Records supplied –
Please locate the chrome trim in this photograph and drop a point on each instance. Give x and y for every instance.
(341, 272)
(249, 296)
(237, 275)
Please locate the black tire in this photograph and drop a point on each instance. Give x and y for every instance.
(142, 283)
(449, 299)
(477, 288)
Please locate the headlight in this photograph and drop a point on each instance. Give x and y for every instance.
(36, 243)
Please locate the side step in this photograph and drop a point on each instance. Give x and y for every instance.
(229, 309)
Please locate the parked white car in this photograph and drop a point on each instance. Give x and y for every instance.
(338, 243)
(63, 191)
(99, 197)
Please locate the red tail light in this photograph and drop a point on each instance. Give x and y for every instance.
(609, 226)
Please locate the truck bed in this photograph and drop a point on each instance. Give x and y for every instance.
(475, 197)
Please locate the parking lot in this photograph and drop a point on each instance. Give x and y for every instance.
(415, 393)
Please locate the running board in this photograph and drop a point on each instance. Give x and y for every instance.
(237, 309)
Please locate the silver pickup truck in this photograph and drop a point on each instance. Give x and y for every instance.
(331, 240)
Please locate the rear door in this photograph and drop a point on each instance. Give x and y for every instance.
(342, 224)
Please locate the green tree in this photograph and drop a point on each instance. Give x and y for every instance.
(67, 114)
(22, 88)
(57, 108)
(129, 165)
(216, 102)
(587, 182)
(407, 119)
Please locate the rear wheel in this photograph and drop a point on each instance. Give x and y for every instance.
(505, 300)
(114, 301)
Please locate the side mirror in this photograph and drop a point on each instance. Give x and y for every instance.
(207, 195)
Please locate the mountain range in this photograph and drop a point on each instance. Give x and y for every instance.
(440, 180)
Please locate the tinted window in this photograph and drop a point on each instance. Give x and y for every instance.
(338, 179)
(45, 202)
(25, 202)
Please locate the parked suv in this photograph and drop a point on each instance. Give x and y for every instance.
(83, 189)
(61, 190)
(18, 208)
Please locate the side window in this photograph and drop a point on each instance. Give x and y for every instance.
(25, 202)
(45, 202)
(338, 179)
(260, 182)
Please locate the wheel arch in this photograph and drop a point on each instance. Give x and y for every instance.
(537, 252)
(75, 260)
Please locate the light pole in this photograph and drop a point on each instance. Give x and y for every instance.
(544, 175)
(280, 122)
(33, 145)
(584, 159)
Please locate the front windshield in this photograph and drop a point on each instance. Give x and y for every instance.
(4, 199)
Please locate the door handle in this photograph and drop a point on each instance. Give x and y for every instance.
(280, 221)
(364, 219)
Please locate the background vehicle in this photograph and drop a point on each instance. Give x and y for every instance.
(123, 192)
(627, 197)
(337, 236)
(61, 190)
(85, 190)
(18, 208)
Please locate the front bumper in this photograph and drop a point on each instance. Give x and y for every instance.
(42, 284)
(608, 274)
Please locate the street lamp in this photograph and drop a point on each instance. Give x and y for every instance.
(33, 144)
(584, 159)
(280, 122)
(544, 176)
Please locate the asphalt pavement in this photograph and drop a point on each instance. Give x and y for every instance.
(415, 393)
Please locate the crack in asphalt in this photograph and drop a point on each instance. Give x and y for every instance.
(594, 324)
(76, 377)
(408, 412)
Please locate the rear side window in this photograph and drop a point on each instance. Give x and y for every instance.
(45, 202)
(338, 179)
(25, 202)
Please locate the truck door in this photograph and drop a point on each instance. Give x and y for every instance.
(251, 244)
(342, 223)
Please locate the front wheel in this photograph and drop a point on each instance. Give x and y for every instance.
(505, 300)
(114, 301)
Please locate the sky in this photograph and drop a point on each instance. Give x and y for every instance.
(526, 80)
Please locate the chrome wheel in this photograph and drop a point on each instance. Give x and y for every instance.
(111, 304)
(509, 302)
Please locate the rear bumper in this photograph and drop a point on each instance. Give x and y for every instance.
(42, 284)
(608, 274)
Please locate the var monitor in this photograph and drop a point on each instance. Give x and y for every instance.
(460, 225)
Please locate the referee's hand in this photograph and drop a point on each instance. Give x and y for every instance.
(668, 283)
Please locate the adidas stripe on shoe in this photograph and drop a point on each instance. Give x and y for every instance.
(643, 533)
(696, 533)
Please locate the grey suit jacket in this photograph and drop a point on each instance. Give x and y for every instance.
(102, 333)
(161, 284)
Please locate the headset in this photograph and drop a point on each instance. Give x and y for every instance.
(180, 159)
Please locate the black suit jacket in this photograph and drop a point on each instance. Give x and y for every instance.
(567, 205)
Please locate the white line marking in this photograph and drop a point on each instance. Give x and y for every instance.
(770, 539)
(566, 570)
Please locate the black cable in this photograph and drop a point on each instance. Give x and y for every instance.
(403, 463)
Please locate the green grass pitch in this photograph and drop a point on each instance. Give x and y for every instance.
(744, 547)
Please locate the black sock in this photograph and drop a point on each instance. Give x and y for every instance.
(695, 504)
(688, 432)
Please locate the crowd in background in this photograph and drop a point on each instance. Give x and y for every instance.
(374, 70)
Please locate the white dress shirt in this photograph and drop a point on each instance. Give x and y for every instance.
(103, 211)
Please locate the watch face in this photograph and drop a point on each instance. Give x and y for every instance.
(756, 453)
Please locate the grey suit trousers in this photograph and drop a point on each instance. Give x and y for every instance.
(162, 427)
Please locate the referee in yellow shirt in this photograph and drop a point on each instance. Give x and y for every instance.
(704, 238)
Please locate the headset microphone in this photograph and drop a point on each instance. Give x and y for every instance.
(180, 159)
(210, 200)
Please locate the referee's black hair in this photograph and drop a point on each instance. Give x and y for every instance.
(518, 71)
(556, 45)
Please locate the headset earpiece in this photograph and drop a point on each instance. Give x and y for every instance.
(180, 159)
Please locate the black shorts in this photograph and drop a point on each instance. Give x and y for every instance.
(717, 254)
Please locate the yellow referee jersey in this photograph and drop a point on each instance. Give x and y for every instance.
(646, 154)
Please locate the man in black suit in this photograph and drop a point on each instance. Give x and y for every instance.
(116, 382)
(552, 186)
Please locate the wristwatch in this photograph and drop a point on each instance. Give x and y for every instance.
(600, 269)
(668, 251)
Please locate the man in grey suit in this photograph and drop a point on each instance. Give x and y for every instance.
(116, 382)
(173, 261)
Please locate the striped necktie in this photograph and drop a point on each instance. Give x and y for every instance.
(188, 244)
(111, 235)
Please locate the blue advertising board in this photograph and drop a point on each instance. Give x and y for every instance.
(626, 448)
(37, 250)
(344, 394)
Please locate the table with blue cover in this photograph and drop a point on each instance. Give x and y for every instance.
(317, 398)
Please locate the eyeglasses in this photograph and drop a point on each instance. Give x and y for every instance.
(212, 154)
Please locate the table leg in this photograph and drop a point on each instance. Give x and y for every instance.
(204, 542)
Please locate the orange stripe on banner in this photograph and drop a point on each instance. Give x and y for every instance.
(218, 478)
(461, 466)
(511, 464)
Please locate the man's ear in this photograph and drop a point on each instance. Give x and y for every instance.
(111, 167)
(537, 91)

Directive –
Starting at the line containing "Please locate the orange" and continuing through the last of the entries, rewrite every line, keeping the text lines unchanged and rescaling each x and y coordinate by 1.9, rounded to the nearest whole number with halves rounded up.

Response to this task –
Please locate the orange stripe on banner in this photograph and drop a point on each instance. Give x and y for every instance.
(414, 908)
(876, 885)
(971, 882)
Please locate the man's ear in this photograph and drop a point on each instance. Give x and y for every instance.
(211, 317)
(1020, 173)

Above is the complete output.